### INPUT DATA ###
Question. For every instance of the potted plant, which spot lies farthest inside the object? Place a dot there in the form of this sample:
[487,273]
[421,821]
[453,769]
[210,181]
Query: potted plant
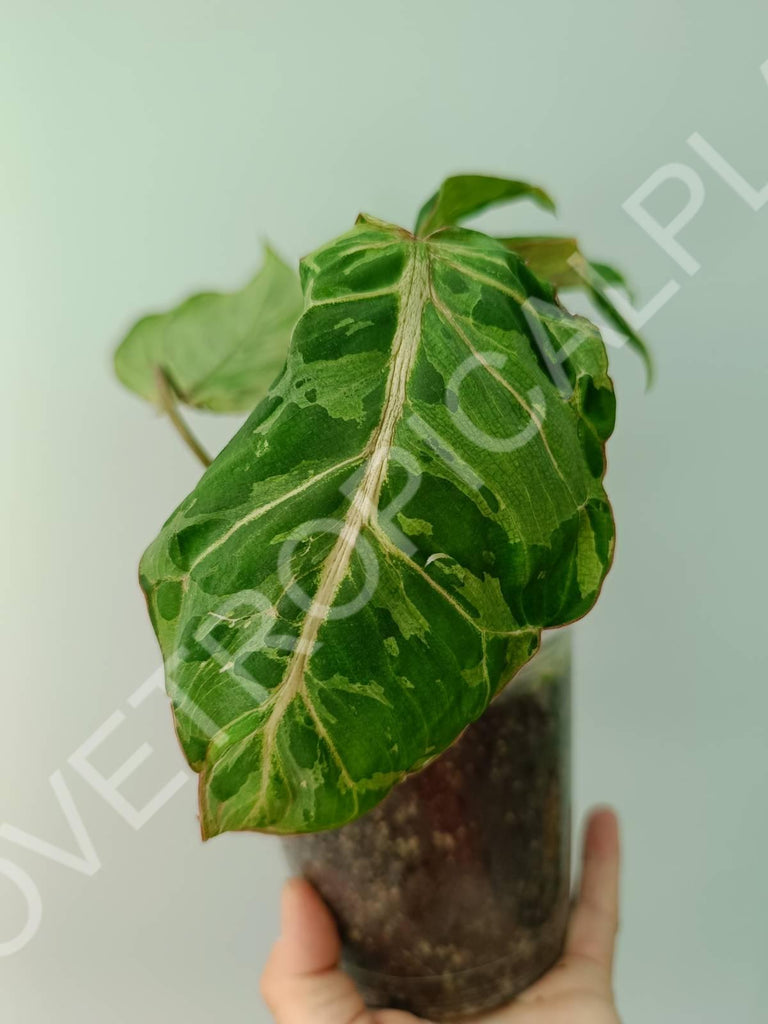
[350,601]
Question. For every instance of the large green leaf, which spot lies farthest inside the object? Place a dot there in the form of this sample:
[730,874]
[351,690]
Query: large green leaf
[219,351]
[375,553]
[560,261]
[464,195]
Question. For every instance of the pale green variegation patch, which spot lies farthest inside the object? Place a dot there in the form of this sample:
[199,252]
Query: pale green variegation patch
[377,550]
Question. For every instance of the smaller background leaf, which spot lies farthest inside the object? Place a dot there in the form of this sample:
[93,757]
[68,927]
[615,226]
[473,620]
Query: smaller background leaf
[464,195]
[220,350]
[561,263]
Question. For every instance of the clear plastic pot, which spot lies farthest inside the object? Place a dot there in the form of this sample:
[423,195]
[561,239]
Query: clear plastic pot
[452,895]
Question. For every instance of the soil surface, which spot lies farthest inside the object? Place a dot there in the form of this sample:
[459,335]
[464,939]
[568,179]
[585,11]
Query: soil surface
[452,895]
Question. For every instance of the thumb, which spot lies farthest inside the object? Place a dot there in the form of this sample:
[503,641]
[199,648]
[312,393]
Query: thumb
[302,983]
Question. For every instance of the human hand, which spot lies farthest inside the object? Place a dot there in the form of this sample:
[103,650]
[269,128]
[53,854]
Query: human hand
[302,982]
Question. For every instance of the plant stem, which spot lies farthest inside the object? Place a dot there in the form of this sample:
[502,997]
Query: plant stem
[168,396]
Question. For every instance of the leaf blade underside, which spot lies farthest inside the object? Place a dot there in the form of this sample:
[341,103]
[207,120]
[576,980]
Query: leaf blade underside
[416,451]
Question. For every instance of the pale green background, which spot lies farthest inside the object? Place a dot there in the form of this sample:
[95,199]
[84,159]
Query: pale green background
[146,146]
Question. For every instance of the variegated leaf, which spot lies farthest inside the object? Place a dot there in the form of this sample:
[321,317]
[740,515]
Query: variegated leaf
[377,550]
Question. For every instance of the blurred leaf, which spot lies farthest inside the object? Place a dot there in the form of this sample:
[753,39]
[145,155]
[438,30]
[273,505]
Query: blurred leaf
[463,195]
[559,261]
[219,351]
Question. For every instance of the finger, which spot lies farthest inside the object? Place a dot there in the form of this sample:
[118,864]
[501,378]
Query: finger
[302,983]
[594,924]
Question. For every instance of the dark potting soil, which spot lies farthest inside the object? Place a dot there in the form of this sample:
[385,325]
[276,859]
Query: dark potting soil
[452,895]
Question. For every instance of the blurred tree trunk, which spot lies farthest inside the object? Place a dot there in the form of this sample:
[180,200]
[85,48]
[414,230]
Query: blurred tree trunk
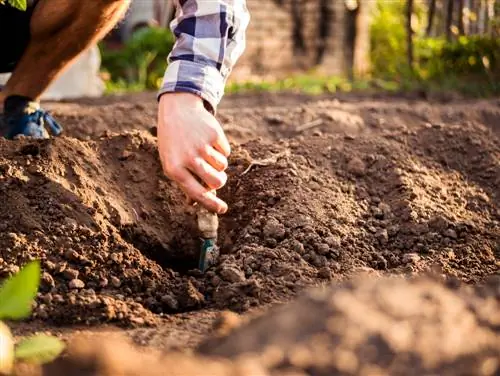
[361,63]
[430,19]
[449,19]
[481,17]
[331,54]
[460,17]
[409,32]
[466,18]
[491,16]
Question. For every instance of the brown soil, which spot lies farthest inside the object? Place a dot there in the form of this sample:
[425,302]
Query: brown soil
[319,191]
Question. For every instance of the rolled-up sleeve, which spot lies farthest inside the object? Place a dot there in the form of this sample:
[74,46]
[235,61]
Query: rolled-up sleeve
[210,38]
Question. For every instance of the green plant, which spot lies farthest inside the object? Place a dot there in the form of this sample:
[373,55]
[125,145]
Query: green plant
[19,4]
[16,297]
[141,63]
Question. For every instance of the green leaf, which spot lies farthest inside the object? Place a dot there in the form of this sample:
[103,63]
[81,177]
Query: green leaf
[19,4]
[18,292]
[39,349]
###
#### YOUR OBJECTIVE:
Pull out every line from the one with "Question. For every instance of the brown" to the end of the listing, and output only those.

#### WRITTEN REPLY:
Question. For every instance of the brown soil, which spot lies farthest inside the object? Place a dot there in the form of this sample:
[425,302]
Query: brown soil
[319,191]
Question. For every instance of the rolled-up sleeve, which spot lies farthest inside the object? Place a dot there in the form of this sample:
[74,46]
[235,61]
Query: rolled-up sleeve
[210,38]
Question. For every instance of the green plant, which spot lies farthest inside the object? Place a dot there in the form of this sample:
[373,55]
[125,145]
Query: green plant
[19,4]
[16,297]
[141,63]
Question. For every instance of the green leaf, which spot lies farthest inside the object? Place a dot there in the form of this sample:
[103,63]
[81,177]
Query: green leaf
[19,4]
[18,292]
[39,349]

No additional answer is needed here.